REQUIREMENT:
Once the images are removed, repeat all of the entries exactly.
━━━ INFORMATION
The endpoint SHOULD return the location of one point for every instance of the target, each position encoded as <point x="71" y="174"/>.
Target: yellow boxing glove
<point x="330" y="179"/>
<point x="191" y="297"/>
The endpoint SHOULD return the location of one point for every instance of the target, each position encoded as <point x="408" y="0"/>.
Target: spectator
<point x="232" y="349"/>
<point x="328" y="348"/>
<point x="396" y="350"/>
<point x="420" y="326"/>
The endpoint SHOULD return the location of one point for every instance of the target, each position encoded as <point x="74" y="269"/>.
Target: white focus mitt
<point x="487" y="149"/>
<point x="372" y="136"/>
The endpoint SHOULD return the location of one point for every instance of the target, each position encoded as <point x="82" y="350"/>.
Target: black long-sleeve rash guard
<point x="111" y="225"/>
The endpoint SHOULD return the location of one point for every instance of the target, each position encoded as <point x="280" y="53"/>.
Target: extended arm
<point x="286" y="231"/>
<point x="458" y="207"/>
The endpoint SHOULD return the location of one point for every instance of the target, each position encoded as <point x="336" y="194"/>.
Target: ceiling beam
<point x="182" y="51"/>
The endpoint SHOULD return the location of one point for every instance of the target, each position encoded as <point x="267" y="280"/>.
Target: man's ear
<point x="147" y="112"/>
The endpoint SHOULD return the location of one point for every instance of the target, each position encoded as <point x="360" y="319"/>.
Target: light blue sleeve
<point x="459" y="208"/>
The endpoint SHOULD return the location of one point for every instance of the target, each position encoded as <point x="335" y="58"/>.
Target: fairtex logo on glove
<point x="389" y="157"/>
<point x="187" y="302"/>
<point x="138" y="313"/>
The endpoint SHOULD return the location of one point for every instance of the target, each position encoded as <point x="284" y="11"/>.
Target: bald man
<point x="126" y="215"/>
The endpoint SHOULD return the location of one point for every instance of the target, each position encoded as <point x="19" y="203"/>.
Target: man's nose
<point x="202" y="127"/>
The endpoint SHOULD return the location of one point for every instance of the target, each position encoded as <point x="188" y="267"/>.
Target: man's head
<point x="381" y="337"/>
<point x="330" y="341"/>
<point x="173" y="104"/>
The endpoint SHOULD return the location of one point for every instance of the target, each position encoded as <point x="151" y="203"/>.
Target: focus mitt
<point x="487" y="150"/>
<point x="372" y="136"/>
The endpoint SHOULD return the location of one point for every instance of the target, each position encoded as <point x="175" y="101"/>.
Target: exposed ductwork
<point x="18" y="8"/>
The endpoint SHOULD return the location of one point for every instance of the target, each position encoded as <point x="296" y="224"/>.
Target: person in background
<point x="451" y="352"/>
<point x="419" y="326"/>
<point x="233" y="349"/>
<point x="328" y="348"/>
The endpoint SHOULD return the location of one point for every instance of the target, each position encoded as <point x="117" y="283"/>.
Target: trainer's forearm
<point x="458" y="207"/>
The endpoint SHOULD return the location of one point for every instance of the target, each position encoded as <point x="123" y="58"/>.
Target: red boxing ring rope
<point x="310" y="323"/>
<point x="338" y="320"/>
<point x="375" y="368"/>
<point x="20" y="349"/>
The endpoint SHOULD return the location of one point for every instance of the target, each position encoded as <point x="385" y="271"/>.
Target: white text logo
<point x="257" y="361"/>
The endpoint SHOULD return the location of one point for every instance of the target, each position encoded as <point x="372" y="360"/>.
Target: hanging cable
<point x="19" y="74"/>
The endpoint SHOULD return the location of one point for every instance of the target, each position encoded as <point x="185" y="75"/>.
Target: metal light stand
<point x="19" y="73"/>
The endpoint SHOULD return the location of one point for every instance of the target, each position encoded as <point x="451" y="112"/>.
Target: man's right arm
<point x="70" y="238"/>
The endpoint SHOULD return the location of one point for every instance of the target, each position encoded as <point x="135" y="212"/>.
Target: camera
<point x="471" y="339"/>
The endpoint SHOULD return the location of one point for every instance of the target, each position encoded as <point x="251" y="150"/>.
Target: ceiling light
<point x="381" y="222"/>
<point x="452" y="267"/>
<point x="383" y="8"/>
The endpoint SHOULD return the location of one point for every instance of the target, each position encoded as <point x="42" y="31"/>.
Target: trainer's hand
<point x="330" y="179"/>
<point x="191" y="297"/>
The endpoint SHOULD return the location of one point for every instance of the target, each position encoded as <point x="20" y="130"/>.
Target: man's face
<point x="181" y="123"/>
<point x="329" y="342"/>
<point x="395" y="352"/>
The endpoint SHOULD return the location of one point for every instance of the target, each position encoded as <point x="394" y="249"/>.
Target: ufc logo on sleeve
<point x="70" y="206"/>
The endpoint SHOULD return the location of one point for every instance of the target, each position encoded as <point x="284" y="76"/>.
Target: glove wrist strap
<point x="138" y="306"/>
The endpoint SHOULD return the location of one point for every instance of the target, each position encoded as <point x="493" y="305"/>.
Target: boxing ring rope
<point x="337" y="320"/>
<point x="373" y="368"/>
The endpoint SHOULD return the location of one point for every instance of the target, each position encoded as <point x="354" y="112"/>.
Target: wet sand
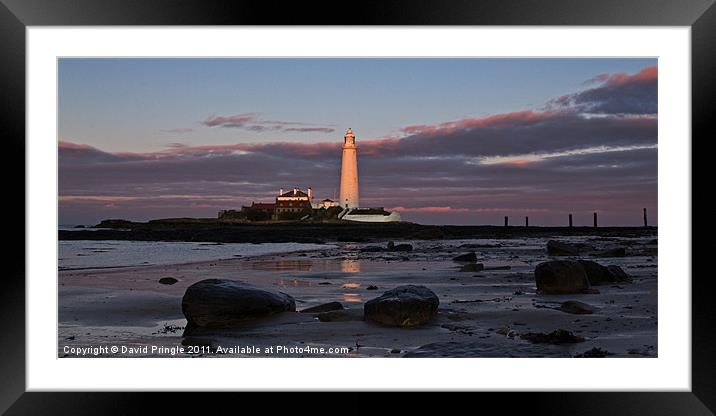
━━━━━━
RESPONSE BOX:
The endpoint SHOULD return the location of one point for every instance of the target, each position encoded as <point x="71" y="174"/>.
Target: yellow boxing glove
<point x="330" y="179"/>
<point x="191" y="297"/>
The endpoint SHOULD return the location of one point for every instance of the target, each position encoded as <point x="408" y="0"/>.
Target: spectator
<point x="232" y="349"/>
<point x="328" y="348"/>
<point x="396" y="350"/>
<point x="420" y="326"/>
The endpoint SHOULD return the location of one point for every instance of the target, each position encoded as <point x="74" y="269"/>.
Target: white focus mitt
<point x="487" y="149"/>
<point x="372" y="136"/>
The endpoint SHOULD return the location of one point for every instance of the target, each position encoded as <point x="82" y="350"/>.
Target: black long-sleeve rash guard
<point x="111" y="225"/>
The endpoint SHOULD return the location of one point for every instance of the target, each position encoded as <point x="280" y="53"/>.
Target: extended arm
<point x="286" y="231"/>
<point x="458" y="207"/>
The endpoint SHOULD return the location of one point for every instance of the target, each position encoded as <point x="336" y="194"/>.
Target: ceiling beam
<point x="182" y="51"/>
The endpoint SHOULD return the location of one point for every instance of the target, each position encoded as <point x="267" y="280"/>.
Target: man's ear
<point x="147" y="112"/>
The endpoint SHOULD return the location of one point for every instance of the target, each position encoded as <point x="360" y="319"/>.
Target: light blue sleeve
<point x="459" y="208"/>
The endpoint SHOULD return the location of one point for every instance of the target, each position encoded as <point x="335" y="58"/>.
Target: fairtex logo on glove
<point x="389" y="157"/>
<point x="187" y="302"/>
<point x="138" y="313"/>
The endpoint SHOULD return the location of one point for every instance of the target, each position encoded as <point x="284" y="11"/>.
Target: bald man
<point x="126" y="215"/>
The endpoint SHOULD return the location of one point for every instance of the target, each position encoded as <point x="19" y="203"/>.
Target: man's nose
<point x="202" y="127"/>
The endpoint SHOULD return the location of one point for every instance of the target, each position encoded as <point x="188" y="267"/>.
Target: man's head
<point x="381" y="337"/>
<point x="330" y="341"/>
<point x="173" y="104"/>
The endpoint SHOULD return the location of one point for every instance of the target, each position encoded as <point x="151" y="203"/>.
Target: focus mitt
<point x="487" y="150"/>
<point x="372" y="136"/>
The endpoint SHOULD return the location of one point for every instance of the target, each position encoded as <point x="175" y="101"/>.
Target: exposed ductwork
<point x="18" y="8"/>
The endpoint SHOULD return the location of one point for every instance of the target, each position encoded as <point x="296" y="224"/>.
Target: person in background
<point x="451" y="352"/>
<point x="419" y="326"/>
<point x="233" y="349"/>
<point x="328" y="348"/>
The endpoint SHOULD return the location of one point for every instance of the target, each position encoded as <point x="117" y="283"/>.
Target: trainer's forearm
<point x="458" y="207"/>
The endpoint SHOULD return the location of one point for every instance of the target, each position encoded as <point x="123" y="58"/>.
Target: red boxing ring rope
<point x="310" y="323"/>
<point x="338" y="320"/>
<point x="375" y="368"/>
<point x="20" y="349"/>
The endpoint SHOULD return the location of one point for every instance of the target, each position encoded as <point x="385" y="271"/>.
Target: white text logo
<point x="257" y="361"/>
The endpoint SHOULD return the location of one point for every instance of the target, each position encoded as <point x="372" y="360"/>.
Target: hanging cable
<point x="19" y="74"/>
The endpoint SHOULD return the location of one point for every instance of the target, each position encoded as <point x="185" y="75"/>.
Target: metal light stand
<point x="19" y="73"/>
The endpoint SHOULD return the location of one point for every instance of the target, each position encoded as <point x="451" y="112"/>.
Target: man's right arm
<point x="70" y="238"/>
The endpoint SHOULD return the location of one point for every instance of the target, each position encoded as <point x="135" y="212"/>.
Target: camera
<point x="471" y="339"/>
The endpoint SHOULD return the location of one point for every instance of the target, each position encoded as <point x="251" y="150"/>.
Target: ceiling light
<point x="381" y="222"/>
<point x="452" y="267"/>
<point x="383" y="8"/>
The endpoint SHOULD return the location of one point for every instance of the target, each position encoded as <point x="42" y="31"/>.
Target: trainer's hand
<point x="330" y="179"/>
<point x="191" y="297"/>
The endpoint SHOULD return the location of one point for every instance of the target, each position encoded as <point x="20" y="130"/>.
Target: man's face
<point x="181" y="123"/>
<point x="329" y="342"/>
<point x="395" y="352"/>
The endpoint SHOULD return the location of one point for every instance of the target, each position encoded as <point x="394" y="249"/>.
Target: ufc logo on sleeve
<point x="70" y="206"/>
The endpoint SHOULD return the location of one point for every instance of the target, each position encoded as <point x="284" y="76"/>.
Target: glove wrist strap
<point x="138" y="306"/>
The endpoint SHOULD return the location of one point for every instance of the target, each position encoded as <point x="493" y="305"/>.
Target: boxing ring rope
<point x="337" y="320"/>
<point x="373" y="368"/>
The endpoint SHOULD return the location of one point for every instance of the target, each position encoded as <point x="354" y="112"/>.
Target: wet sand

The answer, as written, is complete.